Text provided:
The Cost of Not A/B Testing – a Case Study

Most of the time when discussing A/B testing, regardless of context, we discuss costs such as the expense of running an experimentation program, of shipping ‘winners’ to production. Only rarely do I see references to the less obvious, but usually more important costs in terms of opportunity cost (incurred during testing) and the cost of shipping without testing at all.

This and other costs I’ve reviewed in detail in my book “Statistical Methods in Online A/B Testing” and to a lesser extent in articles such as “Costs and Benefits of A/B Testing“, “Risk vs. Reward in A/B Testing“, and “Inherent Costs of A/B Testing“. I will not go over all of these here so we can focus on the case I’d like to present to you.

A Mandatory Update

The case I’m going to lay out refers to this very website, Analytics-Toolkit.com. As you are possibly aware, we are a SaaS business offering Google Analytics automation tools and statistical tools for design and analysis of online controlled experiments, a.k.a. A/B tests. Our clients are mostly businesses with the occasional CRO or Google Analytics consultant or freelancer.

The above has direct relevance to the case, since this highly specialized business customer base ensures that we have not had a single case of a legitimate credit card chargeback issued against us (a couple were made in error, and subsequently retracted). Even stolen CC transactions are not an issue for a business like ours. If you’ve stolen a credit card, spending its limit on a highly specialized software tool with zero potential for malicious use is rather unlikely, to say the least.

Despite this, following new credit card processing standard and regulations going into effect in 2019/2020 we had to make the choice to either migrate our payment systems to supporting 3DSecure v.2 or to risk a number of our paying customers being literally unable to pay us. It was essentially a no-choice scenario for us.

The purchase screen at Analytics-Toolkit.com (where we did not test)
The purchase screen at Analytics-Toolkit.com

For those tempted by the details, we were complying with Europe’s Payment Services Directive II (PSD2) and particularly the Strong Customer Authentication (SCA) requirement.

To Test or Not to Test?

As you can see, the decision to implement this was practically made beforehand. We need to comply to the regulation, despite it providing zero benefits to our particular customer base.

Technically the changes we had to make weren’t that many and so the amount of work accompanying this was low. It actually took us about a day of work to deploy on staging, QA and be ready to release and QA on production. It would be equally easy to roll back the change if we had detected any serious issues.

Extracted records:
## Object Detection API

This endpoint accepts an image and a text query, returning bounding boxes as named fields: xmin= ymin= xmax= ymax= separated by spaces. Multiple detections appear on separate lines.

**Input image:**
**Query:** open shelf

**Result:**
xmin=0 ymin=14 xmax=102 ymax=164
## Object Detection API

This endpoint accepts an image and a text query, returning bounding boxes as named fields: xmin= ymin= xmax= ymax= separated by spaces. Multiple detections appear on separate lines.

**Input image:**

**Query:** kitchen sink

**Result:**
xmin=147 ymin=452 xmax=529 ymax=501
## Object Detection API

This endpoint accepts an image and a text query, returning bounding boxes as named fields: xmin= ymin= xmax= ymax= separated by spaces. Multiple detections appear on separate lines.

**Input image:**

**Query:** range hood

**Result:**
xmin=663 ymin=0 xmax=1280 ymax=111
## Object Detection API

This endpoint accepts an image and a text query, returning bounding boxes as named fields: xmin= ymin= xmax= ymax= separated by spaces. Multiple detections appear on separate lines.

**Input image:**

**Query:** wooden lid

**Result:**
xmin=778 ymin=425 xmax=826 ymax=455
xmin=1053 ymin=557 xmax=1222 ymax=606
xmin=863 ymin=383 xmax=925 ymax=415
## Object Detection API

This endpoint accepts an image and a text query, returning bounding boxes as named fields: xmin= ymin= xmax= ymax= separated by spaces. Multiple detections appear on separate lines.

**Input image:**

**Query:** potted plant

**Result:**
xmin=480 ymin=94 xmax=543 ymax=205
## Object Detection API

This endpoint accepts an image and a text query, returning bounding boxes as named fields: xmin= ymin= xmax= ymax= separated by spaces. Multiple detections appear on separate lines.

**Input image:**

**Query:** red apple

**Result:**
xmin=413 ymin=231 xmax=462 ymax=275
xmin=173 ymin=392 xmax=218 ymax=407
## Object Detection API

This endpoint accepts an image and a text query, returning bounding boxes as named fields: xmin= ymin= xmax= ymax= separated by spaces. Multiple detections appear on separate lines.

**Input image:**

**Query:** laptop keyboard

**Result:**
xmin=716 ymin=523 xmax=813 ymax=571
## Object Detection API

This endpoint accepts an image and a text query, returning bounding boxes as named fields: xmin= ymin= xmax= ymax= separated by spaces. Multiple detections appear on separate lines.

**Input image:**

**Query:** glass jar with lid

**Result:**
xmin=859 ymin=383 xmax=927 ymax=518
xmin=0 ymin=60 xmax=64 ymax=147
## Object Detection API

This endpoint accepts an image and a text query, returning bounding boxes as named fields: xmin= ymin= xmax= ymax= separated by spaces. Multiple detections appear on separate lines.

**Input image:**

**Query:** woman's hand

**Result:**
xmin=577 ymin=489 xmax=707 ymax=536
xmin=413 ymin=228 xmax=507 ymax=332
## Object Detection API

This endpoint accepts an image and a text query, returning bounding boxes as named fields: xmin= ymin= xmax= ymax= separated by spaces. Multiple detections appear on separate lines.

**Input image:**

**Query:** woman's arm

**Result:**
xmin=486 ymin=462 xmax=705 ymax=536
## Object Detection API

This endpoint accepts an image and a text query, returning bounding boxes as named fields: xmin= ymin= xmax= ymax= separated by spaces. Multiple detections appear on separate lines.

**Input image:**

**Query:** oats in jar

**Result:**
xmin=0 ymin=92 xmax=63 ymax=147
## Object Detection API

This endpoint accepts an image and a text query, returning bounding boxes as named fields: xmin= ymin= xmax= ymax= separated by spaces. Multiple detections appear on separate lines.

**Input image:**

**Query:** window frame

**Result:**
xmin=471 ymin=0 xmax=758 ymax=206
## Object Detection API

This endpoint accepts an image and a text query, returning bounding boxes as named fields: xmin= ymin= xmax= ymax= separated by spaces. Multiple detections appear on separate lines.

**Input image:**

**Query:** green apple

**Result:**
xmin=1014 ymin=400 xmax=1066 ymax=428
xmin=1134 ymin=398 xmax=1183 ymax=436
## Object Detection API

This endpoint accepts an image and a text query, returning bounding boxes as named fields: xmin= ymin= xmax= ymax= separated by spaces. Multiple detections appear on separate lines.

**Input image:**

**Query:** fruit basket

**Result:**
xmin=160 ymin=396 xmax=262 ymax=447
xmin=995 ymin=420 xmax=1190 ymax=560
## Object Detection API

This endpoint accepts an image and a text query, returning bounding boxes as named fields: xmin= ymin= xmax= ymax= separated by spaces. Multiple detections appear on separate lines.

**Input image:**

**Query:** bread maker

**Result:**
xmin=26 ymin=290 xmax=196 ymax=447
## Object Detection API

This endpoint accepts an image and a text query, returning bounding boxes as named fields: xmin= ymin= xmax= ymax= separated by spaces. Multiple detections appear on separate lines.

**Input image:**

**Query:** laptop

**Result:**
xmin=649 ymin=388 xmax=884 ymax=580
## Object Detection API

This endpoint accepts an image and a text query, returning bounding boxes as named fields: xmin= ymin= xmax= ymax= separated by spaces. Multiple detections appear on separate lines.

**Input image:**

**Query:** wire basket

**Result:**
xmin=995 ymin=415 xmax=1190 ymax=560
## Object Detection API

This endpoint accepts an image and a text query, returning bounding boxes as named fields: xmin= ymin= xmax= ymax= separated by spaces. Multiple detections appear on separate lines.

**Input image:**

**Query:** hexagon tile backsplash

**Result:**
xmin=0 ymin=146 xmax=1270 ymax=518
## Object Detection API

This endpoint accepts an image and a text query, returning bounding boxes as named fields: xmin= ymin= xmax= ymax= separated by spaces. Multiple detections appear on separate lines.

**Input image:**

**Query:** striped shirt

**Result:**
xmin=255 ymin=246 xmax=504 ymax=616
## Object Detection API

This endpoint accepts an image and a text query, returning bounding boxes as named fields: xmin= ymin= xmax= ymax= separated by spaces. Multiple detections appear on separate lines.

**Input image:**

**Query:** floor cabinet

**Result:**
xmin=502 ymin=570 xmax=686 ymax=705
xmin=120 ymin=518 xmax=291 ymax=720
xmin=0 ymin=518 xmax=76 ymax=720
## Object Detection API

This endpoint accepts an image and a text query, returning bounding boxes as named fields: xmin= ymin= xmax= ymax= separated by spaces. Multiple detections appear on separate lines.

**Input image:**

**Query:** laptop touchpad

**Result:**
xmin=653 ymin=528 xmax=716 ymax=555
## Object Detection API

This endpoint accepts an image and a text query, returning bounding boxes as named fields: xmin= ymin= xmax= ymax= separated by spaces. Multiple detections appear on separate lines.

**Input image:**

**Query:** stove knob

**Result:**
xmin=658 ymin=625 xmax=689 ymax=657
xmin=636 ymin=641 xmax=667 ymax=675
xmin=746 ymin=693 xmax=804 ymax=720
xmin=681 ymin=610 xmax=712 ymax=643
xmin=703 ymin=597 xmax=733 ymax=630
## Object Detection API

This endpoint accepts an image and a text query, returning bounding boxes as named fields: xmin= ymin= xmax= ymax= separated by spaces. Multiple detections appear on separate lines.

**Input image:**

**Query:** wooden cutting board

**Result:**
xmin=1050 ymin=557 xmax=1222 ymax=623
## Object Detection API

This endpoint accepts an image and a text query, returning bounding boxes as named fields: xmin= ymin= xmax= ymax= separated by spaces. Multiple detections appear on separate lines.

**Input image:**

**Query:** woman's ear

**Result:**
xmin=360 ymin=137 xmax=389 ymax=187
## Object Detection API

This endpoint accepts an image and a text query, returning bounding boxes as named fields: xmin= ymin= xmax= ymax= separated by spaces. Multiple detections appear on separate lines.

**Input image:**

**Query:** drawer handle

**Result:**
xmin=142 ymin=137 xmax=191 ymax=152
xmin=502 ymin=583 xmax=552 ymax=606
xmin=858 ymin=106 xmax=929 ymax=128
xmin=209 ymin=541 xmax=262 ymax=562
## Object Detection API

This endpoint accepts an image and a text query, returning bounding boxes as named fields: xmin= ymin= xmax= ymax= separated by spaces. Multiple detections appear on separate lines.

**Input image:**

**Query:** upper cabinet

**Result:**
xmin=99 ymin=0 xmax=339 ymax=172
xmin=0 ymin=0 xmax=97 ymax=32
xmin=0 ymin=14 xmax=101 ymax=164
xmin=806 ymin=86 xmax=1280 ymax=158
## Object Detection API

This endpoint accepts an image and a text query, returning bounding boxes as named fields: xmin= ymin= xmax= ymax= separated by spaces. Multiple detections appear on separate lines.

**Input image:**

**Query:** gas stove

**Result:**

Set of tasks:
[1] In the A/B testing case study, which European directive was the company complying with when it updated its payment systems?
[2] Repeat word for word the stretch of the A/B testing case study from "The above has" through "say the least.".

Expected outputs:
[1] Europe's Payment Services Directive II (PSD2), particularly its Strong Customer Authentication (SCA) requirement.

[2]
The above has direct relevance to the case, since this highly specialized business customer base ensures that we have not had a single case of a legitimate credit card chargeback issued against us (a couple were made in error, and subsequently retracted). Even stolen CC transactions are not an issue for a business like ours. If you’ve stolen a credit card, spending its limit on a highly specialized software tool with zero potential for malicious use is rather unlikely, to say the least.